CONSEGNA
Stabilisci se ciascuna delle seguenti affermazioni concorda con il segmento di testo, rispondendo sì o no e citando testualmente le parole che lo decidono. (a) L'opera contiene la traduzione dell'intero libro della Genesi. (b) La versione ebraica e la traduzione italiana sono presentate a fronte. (c) Il Tetragramma è reso come Adonaj «Signore».

::: SEGMENTO DI TESTO

L’opera ha così tanti titoli, sottotitoli e dediche che in un primo momento è veramente difficile sapere di che cosa si tratti: un commento sulla Genesi, la biografia dei tre patriarchi, un libro di aneddotica giudaica, una traduzione della Genesi, un libro per la liturgia o altro. A fatica si riesce a trovare il curatore ufficiale. Anche la terminologia tecnica giudaica risulta dapprima ostica per chi non è un insider. Sfogliando e leggendo qua e là, ci si accorge che si tratta, tra altre cose, della traduzione della Genesi — ma solo fino al capitolo 22 — con versione ebraica e traduzione italiana a fronte; è certamente una buona cosa per chi conosce l’ebraico, quindi per l’esperto. Al lettore medio resta soltanto la curiosità di paragonare la traduzione, a cui si è abituati, con quella fatta in quest’opera. Oltre ad alcune particolarità, il lettore troverà i nomi scritti in modo aderente all’ebraico; il Tetragramma (JHWH, Jahwè) non è riportato neppure come Adonaj «Signore» ma come Hashèm «il Nome».

::::::
::: RIGHE FORNITE

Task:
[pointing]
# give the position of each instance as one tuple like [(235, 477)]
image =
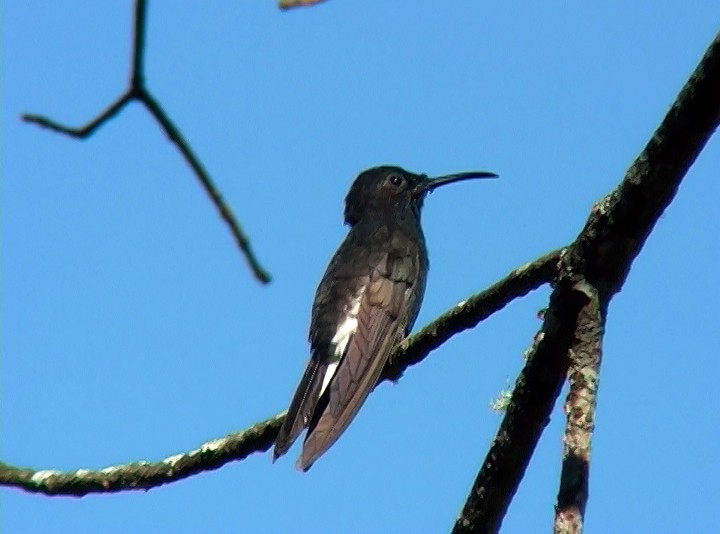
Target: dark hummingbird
[(366, 303)]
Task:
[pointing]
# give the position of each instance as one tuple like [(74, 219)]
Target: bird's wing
[(301, 407), (381, 322)]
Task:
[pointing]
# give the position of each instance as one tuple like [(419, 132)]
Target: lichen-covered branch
[(601, 255), (583, 376), (138, 91), (259, 438)]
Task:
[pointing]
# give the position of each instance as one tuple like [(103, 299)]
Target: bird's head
[(390, 190)]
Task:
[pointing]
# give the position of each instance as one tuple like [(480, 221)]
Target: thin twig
[(139, 92), (259, 438), (602, 255)]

::::::

LA TUA SOLUZIONE
(a) No: «ma solo fino al capitolo 22».
(b) Sì: «con versione ebraica e traduzione italiana a fronte».
(c) No: «non è riportato neppure come Adonaj «Signore» ma come Hashèm «il Nome»».